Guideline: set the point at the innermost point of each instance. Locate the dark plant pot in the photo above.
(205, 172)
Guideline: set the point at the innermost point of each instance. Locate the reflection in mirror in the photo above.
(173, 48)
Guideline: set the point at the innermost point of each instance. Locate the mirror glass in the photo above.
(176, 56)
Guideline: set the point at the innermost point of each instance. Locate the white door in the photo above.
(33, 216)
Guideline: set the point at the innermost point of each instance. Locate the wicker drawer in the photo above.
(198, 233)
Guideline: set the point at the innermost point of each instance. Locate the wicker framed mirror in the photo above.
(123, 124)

########

The problem >>
Turn the records above into a Markdown table with two columns, Row and Line, giving each nonblank line its own numbered row and omitting blank lines.

Reply to the exercise >>
| Row | Line |
|---|---|
| 1 | Guideline: set the point at the innermost point of each instance. Locate the dark plant pot in the photo above. |
| 2 | (205, 172) |
| 3 | Guideline: set the point at the innermost point of each instance. Locate the reflection in mirror in the photo above. |
| 4 | (173, 48) |
| 5 | Guideline: set the point at the innermost point of each instance. Locate the mirror glass in the photo above. |
| 6 | (176, 56) |
| 7 | Guideline: set the point at the innermost point of each instance. Locate the white door in the photo above. |
| 8 | (33, 216) |
| 9 | Guideline: set the point at the innermost point of each instance. Locate the wicker drawer in the photo above. |
| 10 | (198, 233) |
| 11 | Guideline: set the point at the innermost point of each instance. Locate the wicker framed mirror in the photo above. |
| 12 | (123, 124) |